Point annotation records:

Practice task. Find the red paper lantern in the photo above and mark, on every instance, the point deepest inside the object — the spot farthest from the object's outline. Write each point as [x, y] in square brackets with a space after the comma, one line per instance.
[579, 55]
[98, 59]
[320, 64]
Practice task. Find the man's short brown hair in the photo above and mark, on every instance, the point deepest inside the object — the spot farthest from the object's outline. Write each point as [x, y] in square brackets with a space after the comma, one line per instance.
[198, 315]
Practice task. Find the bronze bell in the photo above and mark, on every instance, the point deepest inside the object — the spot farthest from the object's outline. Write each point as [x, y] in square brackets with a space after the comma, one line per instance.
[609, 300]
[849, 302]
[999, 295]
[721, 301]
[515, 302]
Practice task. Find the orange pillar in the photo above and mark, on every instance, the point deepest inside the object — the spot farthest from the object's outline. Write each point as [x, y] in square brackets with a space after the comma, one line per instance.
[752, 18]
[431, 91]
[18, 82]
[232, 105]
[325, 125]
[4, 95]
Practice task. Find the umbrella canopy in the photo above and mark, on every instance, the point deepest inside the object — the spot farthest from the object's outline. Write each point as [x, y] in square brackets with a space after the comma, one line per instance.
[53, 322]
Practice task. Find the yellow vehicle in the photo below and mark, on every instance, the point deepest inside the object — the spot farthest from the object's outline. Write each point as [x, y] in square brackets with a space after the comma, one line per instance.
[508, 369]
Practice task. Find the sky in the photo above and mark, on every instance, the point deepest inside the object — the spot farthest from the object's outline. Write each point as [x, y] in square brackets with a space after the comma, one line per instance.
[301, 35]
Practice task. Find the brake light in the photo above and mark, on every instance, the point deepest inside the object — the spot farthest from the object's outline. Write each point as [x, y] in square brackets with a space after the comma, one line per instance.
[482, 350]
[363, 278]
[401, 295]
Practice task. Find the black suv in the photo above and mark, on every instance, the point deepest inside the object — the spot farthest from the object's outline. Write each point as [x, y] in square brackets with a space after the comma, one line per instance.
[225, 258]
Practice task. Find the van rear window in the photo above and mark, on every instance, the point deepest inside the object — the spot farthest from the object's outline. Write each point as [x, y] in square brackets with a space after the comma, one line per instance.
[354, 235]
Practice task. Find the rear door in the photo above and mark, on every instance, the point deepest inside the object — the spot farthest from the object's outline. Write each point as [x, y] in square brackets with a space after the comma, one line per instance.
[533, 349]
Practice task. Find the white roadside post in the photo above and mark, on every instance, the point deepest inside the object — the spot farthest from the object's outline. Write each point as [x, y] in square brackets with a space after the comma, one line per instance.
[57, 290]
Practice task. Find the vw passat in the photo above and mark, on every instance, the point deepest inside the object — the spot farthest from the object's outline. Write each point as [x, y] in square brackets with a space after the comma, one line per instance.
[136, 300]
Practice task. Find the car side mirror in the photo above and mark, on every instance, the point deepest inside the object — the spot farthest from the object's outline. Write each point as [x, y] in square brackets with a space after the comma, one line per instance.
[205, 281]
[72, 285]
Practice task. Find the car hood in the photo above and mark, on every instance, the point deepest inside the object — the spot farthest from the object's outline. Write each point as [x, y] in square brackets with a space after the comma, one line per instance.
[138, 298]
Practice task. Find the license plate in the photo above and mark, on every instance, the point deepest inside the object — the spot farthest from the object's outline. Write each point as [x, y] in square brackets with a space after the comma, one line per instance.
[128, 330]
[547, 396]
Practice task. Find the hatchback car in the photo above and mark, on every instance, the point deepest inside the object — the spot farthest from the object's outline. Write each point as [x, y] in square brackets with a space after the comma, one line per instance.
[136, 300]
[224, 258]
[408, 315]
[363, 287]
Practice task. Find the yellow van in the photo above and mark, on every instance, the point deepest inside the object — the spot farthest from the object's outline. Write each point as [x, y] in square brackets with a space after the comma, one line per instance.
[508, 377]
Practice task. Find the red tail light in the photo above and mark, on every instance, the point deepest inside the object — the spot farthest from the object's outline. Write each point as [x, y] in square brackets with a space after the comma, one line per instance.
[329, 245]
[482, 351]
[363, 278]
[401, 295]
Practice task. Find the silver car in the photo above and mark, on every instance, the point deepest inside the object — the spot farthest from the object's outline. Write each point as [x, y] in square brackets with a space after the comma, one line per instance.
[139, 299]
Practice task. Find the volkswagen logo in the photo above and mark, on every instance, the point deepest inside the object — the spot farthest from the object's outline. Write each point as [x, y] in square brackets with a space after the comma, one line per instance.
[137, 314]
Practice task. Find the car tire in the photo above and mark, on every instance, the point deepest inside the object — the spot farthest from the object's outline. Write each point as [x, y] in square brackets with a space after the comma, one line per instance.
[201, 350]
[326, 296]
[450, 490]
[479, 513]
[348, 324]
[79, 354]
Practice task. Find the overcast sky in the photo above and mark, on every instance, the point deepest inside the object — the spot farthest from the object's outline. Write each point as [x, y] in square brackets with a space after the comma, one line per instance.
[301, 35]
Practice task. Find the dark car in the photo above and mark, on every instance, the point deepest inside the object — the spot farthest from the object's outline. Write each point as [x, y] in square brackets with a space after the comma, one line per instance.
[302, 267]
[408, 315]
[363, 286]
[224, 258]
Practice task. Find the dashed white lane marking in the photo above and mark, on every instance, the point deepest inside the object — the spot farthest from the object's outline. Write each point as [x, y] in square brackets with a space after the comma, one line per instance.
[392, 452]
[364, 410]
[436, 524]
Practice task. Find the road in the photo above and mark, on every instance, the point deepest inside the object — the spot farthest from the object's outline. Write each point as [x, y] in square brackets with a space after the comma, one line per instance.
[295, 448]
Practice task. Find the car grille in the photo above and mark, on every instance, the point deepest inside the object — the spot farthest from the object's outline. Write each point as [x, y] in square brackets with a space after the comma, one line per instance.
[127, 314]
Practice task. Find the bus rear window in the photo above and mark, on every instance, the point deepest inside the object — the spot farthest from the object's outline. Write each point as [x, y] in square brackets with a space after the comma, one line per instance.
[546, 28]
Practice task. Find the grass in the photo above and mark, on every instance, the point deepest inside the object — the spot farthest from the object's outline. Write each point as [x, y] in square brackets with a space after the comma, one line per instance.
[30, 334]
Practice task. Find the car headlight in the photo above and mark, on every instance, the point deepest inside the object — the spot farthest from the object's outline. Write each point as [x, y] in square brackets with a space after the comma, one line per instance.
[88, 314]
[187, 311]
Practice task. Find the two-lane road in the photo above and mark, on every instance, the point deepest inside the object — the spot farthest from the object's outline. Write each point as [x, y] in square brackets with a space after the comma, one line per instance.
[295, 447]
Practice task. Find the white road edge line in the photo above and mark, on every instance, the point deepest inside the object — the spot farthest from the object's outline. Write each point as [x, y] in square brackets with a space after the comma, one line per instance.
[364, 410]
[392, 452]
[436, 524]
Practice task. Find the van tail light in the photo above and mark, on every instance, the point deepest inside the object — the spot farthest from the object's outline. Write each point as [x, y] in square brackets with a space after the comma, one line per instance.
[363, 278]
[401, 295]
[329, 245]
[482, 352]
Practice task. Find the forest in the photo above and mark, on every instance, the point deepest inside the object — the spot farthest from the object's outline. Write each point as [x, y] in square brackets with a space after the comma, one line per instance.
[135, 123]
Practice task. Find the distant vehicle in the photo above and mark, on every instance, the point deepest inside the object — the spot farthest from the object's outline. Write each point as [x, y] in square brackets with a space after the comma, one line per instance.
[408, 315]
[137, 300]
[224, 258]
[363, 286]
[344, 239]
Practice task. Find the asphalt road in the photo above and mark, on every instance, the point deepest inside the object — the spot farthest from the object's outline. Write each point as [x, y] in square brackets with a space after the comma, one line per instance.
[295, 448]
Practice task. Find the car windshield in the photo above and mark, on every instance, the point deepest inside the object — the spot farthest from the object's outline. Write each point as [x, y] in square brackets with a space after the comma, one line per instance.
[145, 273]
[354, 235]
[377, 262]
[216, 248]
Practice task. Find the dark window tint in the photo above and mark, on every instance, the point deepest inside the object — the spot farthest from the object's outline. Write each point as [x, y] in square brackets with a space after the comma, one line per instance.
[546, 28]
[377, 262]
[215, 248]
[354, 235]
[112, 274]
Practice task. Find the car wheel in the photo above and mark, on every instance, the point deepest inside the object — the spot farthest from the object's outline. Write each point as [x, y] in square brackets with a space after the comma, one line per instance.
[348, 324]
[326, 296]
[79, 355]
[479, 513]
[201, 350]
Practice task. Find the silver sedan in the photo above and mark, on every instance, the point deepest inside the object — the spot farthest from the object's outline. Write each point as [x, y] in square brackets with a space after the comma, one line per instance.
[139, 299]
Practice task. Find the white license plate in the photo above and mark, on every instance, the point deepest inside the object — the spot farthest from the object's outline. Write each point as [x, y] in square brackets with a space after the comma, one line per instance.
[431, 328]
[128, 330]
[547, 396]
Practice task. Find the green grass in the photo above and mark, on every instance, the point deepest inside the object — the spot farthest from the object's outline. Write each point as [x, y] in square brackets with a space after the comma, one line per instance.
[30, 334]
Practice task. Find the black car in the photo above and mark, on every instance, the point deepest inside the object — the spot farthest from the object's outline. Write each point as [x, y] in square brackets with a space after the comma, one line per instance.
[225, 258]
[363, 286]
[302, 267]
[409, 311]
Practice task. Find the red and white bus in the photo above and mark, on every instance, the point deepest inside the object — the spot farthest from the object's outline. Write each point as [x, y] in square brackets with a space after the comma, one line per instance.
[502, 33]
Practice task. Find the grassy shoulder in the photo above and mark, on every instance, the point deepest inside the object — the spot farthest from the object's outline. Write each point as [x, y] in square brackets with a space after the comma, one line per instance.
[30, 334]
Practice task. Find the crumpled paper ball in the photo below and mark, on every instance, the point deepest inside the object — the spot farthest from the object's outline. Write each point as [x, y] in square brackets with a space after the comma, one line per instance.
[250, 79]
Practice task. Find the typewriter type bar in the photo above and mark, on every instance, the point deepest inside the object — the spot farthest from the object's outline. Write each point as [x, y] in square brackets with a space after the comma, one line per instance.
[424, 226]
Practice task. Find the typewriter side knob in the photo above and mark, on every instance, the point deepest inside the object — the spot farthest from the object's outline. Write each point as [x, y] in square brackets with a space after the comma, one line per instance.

**Task details:** Copy the records from the line containing "Practice task. Find the typewriter type" through the end of the records, and swap each "deepest" for "innermost" while leaving everything else unchanged.

**Result of this task:**
Practice task. Find the typewriter type bar in the photo above and mark, on every instance, the point innermost inside the object — the spot farthest from the object's outline. Write each point as [x, y] in square brackets with a space after the comma, one line per instance.
[424, 226]
Practice task. Find the typewriter side knob in the photo above and mark, on every instance, the point innermost inside the object — the spot farthest from the object's outline. Write each point as [x, y] in square brackets with a space after the comma, one line per instance.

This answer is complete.